Excerpts from a detection dataset
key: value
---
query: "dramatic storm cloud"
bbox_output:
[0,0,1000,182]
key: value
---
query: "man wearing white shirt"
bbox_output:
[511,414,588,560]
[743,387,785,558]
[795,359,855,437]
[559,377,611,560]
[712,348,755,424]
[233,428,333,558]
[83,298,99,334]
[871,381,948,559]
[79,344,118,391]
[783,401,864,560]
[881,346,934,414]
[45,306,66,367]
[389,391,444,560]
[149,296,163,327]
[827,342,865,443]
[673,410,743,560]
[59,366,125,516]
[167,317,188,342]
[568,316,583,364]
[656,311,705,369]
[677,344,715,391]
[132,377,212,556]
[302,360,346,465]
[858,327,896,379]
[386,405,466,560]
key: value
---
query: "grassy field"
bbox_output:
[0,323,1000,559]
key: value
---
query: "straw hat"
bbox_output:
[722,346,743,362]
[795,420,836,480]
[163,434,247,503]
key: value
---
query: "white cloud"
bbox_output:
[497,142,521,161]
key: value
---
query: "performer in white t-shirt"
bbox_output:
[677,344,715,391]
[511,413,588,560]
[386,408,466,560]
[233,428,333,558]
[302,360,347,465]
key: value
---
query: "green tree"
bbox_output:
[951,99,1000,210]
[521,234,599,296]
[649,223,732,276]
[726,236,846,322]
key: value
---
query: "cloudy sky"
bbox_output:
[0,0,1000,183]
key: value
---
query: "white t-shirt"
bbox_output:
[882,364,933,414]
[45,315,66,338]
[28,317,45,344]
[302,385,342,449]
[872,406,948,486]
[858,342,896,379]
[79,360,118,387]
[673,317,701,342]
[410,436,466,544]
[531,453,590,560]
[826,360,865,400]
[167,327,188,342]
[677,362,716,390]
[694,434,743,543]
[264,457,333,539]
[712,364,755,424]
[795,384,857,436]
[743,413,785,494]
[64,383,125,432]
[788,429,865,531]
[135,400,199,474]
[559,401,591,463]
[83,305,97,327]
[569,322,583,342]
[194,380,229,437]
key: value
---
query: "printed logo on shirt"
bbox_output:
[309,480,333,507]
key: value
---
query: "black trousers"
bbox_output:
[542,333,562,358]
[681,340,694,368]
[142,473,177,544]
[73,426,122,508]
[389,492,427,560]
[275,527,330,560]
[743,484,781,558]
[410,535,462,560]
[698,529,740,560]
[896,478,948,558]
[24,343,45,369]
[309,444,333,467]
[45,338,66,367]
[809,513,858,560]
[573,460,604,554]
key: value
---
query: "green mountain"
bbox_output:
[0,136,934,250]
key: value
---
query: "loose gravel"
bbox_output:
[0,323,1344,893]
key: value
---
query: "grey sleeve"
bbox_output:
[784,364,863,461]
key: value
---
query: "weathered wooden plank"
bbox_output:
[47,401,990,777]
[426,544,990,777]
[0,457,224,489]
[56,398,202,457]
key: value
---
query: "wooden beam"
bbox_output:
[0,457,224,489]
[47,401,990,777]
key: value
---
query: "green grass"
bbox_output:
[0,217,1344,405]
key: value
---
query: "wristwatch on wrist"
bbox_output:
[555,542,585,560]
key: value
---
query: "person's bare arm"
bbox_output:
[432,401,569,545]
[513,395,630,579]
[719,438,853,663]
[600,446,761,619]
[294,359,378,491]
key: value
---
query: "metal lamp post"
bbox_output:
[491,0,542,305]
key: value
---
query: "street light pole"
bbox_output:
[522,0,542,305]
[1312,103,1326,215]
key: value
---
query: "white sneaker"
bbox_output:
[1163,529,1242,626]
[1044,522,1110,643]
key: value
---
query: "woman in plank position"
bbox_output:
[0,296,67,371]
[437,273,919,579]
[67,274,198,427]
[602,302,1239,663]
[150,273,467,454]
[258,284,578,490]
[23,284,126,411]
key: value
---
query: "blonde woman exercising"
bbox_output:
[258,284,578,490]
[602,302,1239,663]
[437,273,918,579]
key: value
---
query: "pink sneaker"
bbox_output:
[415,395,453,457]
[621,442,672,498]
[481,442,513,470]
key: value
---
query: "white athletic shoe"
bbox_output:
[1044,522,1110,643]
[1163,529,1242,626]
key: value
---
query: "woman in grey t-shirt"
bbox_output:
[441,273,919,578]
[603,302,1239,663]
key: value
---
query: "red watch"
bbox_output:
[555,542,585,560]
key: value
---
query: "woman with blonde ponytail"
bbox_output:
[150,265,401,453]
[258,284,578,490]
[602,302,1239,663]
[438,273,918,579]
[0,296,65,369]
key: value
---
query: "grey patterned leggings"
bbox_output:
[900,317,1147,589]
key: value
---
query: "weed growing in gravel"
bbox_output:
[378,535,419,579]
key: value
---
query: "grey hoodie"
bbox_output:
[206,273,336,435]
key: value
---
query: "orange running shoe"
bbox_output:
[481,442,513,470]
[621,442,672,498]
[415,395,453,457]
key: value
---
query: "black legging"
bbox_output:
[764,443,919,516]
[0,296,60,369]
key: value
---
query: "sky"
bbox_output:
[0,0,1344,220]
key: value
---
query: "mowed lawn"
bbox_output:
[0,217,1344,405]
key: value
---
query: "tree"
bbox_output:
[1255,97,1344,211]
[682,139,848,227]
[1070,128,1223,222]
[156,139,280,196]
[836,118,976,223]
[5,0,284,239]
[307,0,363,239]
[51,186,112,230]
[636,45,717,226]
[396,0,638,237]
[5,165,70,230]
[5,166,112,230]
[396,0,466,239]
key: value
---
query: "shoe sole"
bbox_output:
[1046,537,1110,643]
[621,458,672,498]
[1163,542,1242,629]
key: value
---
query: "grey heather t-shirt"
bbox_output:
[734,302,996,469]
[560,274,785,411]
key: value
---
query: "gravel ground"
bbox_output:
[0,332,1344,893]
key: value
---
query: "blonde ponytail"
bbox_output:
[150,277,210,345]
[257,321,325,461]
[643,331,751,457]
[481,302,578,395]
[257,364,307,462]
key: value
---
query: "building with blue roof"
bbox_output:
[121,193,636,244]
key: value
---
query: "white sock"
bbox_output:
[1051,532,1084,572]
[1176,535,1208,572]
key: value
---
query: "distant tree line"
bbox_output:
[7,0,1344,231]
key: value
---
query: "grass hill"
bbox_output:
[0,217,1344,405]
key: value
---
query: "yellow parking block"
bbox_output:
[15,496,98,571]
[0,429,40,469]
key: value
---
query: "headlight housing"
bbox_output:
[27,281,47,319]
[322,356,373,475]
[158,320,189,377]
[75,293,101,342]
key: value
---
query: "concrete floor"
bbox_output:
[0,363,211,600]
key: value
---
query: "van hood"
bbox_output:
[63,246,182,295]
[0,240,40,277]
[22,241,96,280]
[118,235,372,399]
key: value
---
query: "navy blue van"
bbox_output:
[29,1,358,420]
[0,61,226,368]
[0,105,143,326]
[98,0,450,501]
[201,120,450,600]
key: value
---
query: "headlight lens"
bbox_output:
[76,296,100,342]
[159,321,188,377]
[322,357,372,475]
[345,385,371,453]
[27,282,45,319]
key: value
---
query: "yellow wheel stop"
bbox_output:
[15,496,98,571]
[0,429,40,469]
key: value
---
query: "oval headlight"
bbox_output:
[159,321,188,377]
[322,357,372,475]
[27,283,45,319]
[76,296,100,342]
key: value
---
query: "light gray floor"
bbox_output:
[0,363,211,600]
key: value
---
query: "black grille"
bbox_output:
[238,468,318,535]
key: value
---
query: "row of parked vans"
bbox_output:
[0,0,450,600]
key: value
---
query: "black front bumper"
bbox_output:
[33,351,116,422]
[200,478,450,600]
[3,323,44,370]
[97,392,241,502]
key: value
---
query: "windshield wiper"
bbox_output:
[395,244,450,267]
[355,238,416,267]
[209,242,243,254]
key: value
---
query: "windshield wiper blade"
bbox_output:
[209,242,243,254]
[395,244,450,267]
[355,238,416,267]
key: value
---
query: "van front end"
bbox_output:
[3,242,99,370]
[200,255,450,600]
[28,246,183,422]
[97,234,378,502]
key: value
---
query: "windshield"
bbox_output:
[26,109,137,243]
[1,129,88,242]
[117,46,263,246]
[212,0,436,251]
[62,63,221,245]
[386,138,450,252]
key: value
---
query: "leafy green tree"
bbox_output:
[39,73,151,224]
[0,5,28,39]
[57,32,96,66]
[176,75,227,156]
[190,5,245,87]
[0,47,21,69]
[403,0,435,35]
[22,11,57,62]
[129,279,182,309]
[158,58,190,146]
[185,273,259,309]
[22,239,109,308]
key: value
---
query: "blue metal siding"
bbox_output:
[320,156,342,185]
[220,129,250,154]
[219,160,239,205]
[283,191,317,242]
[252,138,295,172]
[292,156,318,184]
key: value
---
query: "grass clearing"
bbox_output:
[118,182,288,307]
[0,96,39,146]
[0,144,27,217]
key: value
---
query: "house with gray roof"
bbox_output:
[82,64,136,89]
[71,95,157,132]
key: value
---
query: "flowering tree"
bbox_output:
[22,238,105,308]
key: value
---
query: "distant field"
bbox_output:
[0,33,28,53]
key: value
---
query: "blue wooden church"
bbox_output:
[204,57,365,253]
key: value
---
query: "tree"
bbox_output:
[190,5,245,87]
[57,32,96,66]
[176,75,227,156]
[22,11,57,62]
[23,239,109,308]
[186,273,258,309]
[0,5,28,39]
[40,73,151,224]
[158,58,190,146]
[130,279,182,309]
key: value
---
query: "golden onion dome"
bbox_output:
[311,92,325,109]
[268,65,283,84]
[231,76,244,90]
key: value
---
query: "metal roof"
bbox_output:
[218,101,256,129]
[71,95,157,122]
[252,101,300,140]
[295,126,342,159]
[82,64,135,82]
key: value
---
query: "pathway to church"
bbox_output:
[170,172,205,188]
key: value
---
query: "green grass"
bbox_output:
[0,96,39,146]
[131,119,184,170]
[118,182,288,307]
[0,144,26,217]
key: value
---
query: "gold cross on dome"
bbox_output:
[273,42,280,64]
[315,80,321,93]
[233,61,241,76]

Exercise directions
Substitute "dark" for "dramatic" in the part of the records that runs from their start through the line containing "[0,0,1000,182]", and give back only those lines with nothing else changed.

Written solution
key: value
---
query: "dark storm cloud"
bbox_output:
[0,0,1000,182]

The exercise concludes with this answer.